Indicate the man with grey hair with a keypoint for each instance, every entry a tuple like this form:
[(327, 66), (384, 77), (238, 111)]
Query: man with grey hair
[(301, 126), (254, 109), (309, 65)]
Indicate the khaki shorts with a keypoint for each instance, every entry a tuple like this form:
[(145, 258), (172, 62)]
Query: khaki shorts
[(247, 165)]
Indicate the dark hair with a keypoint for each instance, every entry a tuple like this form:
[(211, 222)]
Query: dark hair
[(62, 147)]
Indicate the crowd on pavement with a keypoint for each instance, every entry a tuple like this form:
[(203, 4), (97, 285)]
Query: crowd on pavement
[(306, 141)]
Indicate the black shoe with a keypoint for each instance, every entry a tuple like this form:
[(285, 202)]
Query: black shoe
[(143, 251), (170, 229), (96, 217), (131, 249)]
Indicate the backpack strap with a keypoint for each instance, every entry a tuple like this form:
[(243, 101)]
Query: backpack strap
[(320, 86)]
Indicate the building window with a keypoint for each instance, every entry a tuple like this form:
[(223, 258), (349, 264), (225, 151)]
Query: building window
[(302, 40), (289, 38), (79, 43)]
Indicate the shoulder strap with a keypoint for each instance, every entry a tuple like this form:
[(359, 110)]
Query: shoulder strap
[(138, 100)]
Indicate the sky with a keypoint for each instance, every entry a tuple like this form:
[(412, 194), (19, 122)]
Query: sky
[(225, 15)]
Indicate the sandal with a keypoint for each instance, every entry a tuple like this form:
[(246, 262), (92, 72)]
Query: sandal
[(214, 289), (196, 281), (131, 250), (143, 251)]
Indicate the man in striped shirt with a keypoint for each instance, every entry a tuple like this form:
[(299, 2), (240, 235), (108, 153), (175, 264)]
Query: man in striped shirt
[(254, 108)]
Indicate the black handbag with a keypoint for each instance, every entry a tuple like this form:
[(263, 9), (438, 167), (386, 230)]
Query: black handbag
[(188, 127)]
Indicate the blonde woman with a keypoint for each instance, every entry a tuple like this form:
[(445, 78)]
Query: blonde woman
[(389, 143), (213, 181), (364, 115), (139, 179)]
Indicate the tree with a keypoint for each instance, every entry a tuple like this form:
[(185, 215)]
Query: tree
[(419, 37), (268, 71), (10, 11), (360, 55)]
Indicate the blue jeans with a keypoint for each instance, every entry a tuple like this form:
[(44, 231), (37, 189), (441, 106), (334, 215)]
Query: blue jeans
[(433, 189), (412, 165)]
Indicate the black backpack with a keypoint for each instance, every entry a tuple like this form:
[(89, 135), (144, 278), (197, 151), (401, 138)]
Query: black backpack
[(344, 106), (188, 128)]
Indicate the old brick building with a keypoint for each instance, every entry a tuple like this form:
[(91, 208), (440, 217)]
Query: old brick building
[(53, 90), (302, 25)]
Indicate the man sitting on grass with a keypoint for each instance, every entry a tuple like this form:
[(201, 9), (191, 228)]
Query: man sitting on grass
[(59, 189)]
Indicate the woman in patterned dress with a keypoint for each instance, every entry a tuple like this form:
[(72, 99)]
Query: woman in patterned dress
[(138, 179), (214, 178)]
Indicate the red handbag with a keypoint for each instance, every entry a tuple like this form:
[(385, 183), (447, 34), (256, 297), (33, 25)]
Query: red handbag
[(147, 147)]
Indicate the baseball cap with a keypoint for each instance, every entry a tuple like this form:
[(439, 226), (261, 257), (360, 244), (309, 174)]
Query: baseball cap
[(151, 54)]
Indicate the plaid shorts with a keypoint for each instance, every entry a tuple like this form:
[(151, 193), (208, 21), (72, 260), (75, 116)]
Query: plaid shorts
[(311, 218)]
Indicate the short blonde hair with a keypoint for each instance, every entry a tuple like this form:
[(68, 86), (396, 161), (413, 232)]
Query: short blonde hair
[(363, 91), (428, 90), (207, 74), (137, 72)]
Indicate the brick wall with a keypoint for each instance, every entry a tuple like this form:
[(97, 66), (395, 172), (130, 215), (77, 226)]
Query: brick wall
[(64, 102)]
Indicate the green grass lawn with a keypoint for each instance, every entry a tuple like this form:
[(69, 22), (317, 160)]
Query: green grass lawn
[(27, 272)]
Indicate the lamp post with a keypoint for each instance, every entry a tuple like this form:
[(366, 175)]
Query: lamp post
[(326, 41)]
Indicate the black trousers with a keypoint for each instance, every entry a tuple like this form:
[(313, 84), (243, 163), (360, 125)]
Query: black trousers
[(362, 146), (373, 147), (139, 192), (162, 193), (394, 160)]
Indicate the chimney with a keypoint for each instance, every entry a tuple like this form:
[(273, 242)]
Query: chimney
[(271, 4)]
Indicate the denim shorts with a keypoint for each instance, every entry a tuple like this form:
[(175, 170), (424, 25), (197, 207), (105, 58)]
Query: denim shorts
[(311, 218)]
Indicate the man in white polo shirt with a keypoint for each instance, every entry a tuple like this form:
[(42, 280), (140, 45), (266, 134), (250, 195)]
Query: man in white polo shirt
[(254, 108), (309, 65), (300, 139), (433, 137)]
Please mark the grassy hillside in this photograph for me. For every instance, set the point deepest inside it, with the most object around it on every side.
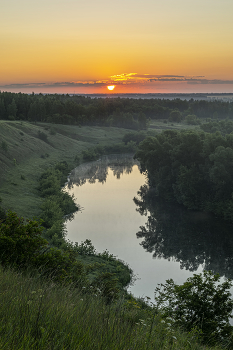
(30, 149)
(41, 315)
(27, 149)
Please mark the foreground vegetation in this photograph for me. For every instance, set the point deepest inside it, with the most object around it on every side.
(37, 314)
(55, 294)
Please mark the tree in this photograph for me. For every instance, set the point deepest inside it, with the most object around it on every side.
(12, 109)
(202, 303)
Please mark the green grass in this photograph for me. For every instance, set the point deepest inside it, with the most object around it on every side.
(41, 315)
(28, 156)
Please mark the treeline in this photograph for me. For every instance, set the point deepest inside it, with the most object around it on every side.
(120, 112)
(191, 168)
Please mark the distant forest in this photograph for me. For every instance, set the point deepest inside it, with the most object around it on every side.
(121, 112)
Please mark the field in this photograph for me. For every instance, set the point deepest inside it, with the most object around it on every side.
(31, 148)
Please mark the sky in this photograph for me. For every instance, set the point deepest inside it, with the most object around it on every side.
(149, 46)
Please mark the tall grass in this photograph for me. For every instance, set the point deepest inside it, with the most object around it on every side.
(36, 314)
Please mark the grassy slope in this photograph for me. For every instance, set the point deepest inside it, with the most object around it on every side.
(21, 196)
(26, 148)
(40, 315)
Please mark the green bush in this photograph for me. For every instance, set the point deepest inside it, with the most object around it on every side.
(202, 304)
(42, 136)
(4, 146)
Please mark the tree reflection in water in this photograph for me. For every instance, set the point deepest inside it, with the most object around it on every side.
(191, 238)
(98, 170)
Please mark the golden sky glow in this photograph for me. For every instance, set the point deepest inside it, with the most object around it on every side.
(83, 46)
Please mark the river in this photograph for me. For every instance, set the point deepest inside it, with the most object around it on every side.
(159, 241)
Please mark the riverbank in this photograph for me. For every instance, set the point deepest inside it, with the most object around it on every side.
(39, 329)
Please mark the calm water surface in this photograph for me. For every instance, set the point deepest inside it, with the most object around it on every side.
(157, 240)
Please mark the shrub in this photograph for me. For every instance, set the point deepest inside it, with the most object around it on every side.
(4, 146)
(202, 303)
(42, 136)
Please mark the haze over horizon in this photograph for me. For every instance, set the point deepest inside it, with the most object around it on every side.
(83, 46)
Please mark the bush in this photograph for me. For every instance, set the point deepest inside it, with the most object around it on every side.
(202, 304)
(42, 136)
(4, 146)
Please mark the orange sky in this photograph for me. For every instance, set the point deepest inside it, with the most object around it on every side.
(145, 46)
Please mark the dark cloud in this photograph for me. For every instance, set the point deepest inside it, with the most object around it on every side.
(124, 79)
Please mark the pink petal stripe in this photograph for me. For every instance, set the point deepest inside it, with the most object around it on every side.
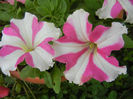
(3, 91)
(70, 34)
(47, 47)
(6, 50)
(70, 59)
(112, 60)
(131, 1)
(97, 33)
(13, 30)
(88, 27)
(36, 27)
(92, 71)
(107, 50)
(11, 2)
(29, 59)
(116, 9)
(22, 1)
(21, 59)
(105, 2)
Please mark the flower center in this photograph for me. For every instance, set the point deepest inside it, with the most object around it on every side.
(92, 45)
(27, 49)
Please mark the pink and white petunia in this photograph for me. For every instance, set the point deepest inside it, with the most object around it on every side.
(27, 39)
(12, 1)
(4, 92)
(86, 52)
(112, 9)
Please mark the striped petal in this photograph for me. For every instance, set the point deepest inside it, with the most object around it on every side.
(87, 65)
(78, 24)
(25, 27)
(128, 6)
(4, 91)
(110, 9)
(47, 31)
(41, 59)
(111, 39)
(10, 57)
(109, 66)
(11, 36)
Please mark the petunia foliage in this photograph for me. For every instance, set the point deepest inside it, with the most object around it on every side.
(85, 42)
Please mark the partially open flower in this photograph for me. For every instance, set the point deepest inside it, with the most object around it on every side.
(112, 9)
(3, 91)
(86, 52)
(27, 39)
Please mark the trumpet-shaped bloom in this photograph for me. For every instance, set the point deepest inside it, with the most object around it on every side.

Activity >>
Take the stretch of lines above from the one containing "Indicate the blonde" through the one containing "[(44, 231), (37, 189), (441, 106), (334, 215)]" and repeat it exactly, adding no other line.

The completed task >>
Indicate the blonde woman with a keypoint for each instance, every entry a tuple like this form:
[(445, 78)]
Query: blonde woman
[(389, 143), (213, 181), (364, 115), (139, 179)]
Indicate the tree with a keypoint for each instance, every entry a tuple like this form:
[(185, 215)]
Query: tree
[(419, 37), (268, 71), (10, 11), (360, 55)]
Indicate the blue jeans with a keypoint for each instance, every entry a tuple like this form:
[(44, 231), (37, 189), (441, 106), (334, 215)]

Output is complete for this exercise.